Consigne de travail
D'après le texte présenté sur le record du monde du 1 500 mètres féminin, expliquez pourquoi le vieux record battu par Genzebe Dibaba figurait encore sur les tablettes.

A la mi-juin, l‘Ethiopienne
Genzebe Dibaba battait le record du monde du 1 500 mètres féminin. Un
vieux record qui figurait sur les tablettes parce que les notables de l’IAAF et
les experts des laboratoires de lutte contre le dopage n’avaient pu prendre à
défaut les athlètes de « l’armée de Ma » aux méthodes d’entraînement
très controversées. Une performance inaccessible aux athlètes de l’Europe
occidentale et prenait le pas sur un chrono établi par une sportive de l’ex-URSS,
Tatyana Kazankina. Un record qui lui aussi dura quelques 13 années et fut
amélioré de 2 secondes.
Dans la mémoire collective, ces deux chronos sont représentatifs d’une
approche du haut niveau ne correspondant pas aux standards en vigueur à
l’époque et aussi de la dépréciation des résultats en provenance des pays où
l’idéologie socialiste était dominante. La ₺Guerre froide₺
rythmait les relations entre les grandes nations à l’époque de Kazankina et n’était
pas encore un vestige du passé (même si le ₺Mur de Berlin₺
était tombé et que la Perestroïka était à l’œuvre dans la Fédération des pays
soviétiques) lorsque les Chinoises (ultime rempart du communisme) furent sur
les podiums.
Il est vrai que l’éclatement du bloc des pays de l’Est a mis à jour
des pratiques qui permettaient de créer des surhommes en jouant avec les règles
de la déontologie médicale et en faisant d’êtres humains des cobayes de
laboratoires.
L’athlétisme de l’Europe de l’Ouest, pendant la même période, n’a pas
été exempt de ce fâcheux phénomène. Même si celui-ci n’était pas encore érigé
en système, de temps à autre, quelques contrôles mettaient au ban de la société
sportive des athlètes de réputation. Il faut dire qu’il est vrai que
l’infestation apparaîtra un peu plus tard, dans une forme individualisée ou de
petits groupes n’ayant pas l’impact que le fléau avait pris dans
l’ «autre » Europe en déclin technologique.

Contenu des données
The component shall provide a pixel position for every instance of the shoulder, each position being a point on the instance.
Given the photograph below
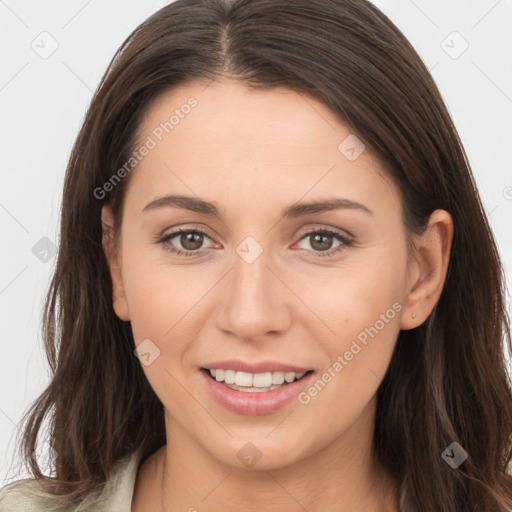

Réponse à l'exercice
Ce vieux record figurait encore sur les tablettes parce que les notables de l'IAAF et les experts des laboratoires de lutte contre le dopage n'avaient pas pu prendre en défaut les athlètes de « l'armée de Ma ». Les méthodes d'entraînement de ces athlètes étaient très controversées.